Count how many of the lines below contain the word "rocky". Reply with the number alone.

>> begin SUPPLIED DATA

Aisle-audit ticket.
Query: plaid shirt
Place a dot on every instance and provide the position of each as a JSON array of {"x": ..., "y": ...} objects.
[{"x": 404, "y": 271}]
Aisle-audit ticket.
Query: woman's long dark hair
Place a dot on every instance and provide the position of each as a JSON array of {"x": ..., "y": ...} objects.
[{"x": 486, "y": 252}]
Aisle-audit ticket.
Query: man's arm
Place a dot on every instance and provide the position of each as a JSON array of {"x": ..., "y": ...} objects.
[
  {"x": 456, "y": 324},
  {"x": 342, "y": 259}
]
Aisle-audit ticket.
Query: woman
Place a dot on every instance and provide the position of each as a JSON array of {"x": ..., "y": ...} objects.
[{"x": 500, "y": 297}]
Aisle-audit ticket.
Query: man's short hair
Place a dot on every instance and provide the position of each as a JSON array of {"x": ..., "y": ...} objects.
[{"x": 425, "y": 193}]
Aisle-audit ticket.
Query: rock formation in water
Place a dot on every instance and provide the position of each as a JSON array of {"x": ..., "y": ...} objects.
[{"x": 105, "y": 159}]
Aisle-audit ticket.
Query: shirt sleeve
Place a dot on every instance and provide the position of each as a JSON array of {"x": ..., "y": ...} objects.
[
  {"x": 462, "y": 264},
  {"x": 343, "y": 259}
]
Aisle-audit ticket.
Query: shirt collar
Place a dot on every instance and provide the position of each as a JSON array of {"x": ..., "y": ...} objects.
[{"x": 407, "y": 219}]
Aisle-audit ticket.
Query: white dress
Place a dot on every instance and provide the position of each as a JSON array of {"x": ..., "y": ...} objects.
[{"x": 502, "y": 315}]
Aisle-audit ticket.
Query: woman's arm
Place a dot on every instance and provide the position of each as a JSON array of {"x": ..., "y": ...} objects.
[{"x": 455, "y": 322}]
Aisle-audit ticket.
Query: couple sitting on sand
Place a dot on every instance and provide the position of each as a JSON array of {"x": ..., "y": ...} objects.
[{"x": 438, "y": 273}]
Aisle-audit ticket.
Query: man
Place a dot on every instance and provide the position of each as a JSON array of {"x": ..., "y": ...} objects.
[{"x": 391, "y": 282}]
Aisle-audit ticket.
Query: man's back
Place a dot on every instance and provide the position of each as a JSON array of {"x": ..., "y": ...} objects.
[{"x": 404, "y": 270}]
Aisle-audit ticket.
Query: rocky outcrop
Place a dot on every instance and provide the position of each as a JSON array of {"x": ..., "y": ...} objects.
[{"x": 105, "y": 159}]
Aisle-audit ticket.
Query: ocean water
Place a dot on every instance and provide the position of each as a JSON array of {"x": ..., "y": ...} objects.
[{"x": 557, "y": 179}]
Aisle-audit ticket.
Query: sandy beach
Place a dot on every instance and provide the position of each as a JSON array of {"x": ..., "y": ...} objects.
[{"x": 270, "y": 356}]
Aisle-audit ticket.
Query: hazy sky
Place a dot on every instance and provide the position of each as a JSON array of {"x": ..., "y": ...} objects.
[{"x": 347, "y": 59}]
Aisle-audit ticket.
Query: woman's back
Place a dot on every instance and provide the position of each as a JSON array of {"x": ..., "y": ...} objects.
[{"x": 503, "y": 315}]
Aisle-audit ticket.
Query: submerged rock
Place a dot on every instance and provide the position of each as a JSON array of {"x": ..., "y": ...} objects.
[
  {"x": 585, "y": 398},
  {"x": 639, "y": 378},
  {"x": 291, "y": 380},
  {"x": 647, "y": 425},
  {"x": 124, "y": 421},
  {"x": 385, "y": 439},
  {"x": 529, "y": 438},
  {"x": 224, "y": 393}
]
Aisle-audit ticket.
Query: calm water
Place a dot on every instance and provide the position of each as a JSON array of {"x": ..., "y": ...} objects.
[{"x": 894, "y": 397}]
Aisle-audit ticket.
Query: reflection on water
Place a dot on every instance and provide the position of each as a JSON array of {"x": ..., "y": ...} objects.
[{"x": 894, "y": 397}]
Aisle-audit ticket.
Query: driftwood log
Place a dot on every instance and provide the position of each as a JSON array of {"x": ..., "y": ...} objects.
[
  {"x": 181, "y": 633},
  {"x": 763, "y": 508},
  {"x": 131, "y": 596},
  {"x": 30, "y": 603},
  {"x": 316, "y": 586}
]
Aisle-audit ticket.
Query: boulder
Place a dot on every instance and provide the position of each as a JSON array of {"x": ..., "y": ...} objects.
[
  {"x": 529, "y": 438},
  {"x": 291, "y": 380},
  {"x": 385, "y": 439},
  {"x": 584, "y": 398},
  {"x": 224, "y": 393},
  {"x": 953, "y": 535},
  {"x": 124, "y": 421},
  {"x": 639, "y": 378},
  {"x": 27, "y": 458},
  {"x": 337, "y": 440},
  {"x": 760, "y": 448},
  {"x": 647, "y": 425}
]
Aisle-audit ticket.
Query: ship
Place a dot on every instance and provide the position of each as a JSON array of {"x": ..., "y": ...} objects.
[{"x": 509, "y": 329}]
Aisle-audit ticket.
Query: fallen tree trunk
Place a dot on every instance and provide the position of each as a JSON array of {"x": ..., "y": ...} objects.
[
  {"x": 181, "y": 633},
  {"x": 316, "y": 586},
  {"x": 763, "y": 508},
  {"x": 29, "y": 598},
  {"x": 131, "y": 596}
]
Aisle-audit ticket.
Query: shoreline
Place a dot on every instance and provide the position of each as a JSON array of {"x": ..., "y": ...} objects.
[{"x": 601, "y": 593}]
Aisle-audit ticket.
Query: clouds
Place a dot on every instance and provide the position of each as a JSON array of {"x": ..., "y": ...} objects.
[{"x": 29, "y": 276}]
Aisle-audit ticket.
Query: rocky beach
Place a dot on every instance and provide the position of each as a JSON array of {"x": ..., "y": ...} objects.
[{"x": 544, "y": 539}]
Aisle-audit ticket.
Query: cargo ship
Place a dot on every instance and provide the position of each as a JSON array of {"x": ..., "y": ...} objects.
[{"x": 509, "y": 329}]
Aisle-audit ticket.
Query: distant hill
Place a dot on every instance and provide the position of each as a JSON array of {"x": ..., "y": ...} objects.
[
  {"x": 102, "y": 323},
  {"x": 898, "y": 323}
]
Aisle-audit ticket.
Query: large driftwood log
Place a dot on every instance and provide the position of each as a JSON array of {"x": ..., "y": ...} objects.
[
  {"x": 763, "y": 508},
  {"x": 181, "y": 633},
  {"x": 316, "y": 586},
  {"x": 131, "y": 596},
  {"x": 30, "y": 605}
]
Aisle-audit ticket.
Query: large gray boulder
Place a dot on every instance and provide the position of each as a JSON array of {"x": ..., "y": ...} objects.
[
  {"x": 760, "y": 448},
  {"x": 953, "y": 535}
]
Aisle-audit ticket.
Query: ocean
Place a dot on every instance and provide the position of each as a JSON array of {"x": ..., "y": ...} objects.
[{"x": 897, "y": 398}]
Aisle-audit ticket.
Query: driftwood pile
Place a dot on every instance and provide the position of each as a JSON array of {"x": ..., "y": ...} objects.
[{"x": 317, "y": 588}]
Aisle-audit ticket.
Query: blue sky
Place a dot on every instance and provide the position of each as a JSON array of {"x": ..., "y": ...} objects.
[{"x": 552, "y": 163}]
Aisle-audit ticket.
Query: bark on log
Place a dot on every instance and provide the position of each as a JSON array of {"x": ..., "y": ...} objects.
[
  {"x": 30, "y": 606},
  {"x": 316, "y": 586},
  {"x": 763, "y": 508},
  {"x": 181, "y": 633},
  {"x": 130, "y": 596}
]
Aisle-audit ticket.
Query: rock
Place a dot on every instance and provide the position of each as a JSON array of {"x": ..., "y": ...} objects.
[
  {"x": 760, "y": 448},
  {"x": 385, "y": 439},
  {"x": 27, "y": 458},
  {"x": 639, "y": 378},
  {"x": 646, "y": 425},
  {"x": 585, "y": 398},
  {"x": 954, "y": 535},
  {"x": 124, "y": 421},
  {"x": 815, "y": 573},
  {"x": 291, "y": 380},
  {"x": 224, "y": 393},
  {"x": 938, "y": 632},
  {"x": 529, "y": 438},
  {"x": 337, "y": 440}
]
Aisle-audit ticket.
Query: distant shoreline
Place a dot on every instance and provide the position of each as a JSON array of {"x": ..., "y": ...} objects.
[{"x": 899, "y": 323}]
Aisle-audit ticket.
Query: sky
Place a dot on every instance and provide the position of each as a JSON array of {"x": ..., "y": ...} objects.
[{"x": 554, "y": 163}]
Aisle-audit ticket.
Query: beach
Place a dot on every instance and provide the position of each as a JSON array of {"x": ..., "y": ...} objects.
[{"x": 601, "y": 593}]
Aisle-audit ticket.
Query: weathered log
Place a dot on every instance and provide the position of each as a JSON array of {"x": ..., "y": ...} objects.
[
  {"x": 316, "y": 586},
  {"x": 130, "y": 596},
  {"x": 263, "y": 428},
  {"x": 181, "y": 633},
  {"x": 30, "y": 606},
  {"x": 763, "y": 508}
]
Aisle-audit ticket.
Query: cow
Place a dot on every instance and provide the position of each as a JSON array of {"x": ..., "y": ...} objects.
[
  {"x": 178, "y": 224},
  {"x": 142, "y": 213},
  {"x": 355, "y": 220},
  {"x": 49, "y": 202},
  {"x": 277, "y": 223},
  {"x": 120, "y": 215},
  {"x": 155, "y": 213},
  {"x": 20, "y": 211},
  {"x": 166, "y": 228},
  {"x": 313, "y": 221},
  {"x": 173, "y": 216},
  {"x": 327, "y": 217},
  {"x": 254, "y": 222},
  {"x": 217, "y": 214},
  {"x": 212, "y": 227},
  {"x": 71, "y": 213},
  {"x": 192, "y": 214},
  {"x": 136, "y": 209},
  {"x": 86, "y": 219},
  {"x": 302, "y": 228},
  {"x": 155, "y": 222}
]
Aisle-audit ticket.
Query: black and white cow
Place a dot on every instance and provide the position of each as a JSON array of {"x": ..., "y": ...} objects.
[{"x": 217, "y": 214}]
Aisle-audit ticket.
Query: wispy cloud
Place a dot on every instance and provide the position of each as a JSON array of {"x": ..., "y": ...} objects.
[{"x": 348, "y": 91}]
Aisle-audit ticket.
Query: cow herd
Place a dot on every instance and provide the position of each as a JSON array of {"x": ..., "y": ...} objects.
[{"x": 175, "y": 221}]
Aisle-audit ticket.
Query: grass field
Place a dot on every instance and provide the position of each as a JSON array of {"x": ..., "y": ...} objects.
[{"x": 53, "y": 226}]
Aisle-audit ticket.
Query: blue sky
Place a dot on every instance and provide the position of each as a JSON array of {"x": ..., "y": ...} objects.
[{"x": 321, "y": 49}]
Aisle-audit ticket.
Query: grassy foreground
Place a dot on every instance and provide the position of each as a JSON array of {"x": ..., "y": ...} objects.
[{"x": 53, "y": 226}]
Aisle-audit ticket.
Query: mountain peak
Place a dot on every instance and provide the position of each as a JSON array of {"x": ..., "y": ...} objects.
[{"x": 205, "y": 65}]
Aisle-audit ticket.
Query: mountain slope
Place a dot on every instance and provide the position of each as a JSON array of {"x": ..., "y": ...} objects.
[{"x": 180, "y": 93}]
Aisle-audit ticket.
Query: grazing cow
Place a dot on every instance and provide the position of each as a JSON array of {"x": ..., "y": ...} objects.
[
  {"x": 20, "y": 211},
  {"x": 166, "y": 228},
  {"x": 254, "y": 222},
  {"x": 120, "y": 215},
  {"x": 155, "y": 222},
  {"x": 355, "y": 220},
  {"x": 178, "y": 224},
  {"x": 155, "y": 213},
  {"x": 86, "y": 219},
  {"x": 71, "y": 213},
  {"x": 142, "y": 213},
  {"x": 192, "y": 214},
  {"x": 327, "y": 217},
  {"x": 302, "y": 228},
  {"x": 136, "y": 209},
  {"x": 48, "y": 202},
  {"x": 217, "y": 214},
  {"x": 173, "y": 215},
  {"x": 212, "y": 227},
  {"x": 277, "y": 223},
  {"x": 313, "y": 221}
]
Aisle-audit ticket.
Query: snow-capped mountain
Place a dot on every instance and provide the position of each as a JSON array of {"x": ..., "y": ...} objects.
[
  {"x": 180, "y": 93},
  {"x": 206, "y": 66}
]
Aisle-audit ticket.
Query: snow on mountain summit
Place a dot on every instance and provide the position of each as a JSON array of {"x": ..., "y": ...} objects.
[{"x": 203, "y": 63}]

>> end SUPPLIED DATA

• [RESULT OF THE TASK]: 2